TASK DESCRIPTION
The full set of records must be printed exactly as given.

Point localization data:
>>>>

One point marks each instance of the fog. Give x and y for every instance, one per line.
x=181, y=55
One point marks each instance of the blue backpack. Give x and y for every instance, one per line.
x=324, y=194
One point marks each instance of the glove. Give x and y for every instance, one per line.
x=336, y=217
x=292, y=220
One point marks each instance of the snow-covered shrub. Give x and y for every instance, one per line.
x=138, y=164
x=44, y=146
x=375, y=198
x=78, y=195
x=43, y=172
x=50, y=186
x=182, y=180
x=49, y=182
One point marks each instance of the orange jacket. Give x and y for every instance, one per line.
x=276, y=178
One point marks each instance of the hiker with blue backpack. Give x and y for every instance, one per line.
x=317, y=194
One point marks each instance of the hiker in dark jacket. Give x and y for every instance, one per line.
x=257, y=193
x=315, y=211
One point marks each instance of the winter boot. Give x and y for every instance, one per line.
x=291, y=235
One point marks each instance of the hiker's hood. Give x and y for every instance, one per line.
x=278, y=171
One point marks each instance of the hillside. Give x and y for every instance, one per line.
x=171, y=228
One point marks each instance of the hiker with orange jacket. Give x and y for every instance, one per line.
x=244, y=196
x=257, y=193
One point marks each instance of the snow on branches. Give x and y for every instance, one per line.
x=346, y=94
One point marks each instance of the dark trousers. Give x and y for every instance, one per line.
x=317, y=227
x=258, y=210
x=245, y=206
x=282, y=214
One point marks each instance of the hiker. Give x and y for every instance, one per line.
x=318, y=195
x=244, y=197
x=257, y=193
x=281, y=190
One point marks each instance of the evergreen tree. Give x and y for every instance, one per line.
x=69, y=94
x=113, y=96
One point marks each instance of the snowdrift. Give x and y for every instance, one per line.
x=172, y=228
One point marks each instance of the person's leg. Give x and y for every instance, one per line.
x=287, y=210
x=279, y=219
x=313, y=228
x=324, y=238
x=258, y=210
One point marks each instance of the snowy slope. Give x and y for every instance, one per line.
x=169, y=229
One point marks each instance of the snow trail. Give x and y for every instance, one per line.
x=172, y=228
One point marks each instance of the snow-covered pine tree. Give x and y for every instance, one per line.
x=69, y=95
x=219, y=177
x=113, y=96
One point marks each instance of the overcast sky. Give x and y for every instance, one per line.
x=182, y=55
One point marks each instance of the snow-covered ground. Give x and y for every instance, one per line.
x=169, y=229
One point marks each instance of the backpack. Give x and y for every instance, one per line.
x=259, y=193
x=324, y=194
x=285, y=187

<<<<

RESPONSE AREA
One point marks each instance of the fog. Give x and y for every instance, one per line.
x=181, y=55
One point marks each instance of the blue backpack. Give x and y for every instance, one per line.
x=324, y=194
One point marks each instance of the glove. Give x and y for every instance, one per line.
x=336, y=217
x=292, y=220
One point marks each instance of the snow-covered shrub. Give x and y for every instance, one per line.
x=138, y=164
x=44, y=146
x=375, y=198
x=78, y=195
x=43, y=172
x=50, y=186
x=182, y=180
x=49, y=182
One point marks each instance of the orange jacket. Give x and y for every instance, one per line.
x=276, y=178
One point marks each instance of the hiker with blue backpack. Give x and y for every instance, one per line.
x=317, y=194
One point marks each instance of the hiker in dark jacket. Give x and y for every instance, one per line.
x=257, y=193
x=315, y=211
One point marks each instance of the winter boot. Give x and y for every instance, one per line.
x=291, y=235
One point marks each instance of the hiker's hood. Give x and y for every instance, one per line.
x=278, y=171
One point marks each instance of the hillside. Give x and y for every instance, one per line.
x=171, y=228
One point marks each instance of the hiker with orange jacket. Give x and y for every instance, one per line.
x=244, y=196
x=257, y=193
One point marks each instance of the snow on branches. Give x and y for every instance, one per line.
x=346, y=94
One point marks each instance of the dark trousers. Give x and y for every instance, one per line.
x=317, y=227
x=258, y=210
x=245, y=206
x=282, y=214
One point marks each instance of the hiker. Give x and y for every instance, one per line.
x=318, y=195
x=244, y=197
x=257, y=193
x=281, y=190
One point marks each instance of the evergreen tree. Give x and y for every instance, one per line.
x=69, y=94
x=113, y=96
One point marks each instance of the snowdrift. Give x and y for every instance, one per line.
x=172, y=228
One point marks each instance of the person's leg. Give x and y for every instance, one per line.
x=287, y=210
x=279, y=219
x=313, y=228
x=324, y=238
x=258, y=210
One point marks each instance of the snowy slope. Give x and y for every instance, one per line.
x=169, y=229
One point marks each instance of the snow trail. Give x and y for every instance, one per line.
x=172, y=228
One point marks each instance of the snow-covered pine tree. Give x and y for every instance, one per line.
x=69, y=95
x=219, y=177
x=113, y=96
One point marks each instance of the overcast sky. Give x and y for every instance, one per line.
x=182, y=55
One point marks each instance of the snow-covered ground. Give x and y for every instance, one per line.
x=169, y=229
One point marks each instance of the backpack. Give x and y for every instance, one per line.
x=259, y=193
x=324, y=194
x=285, y=187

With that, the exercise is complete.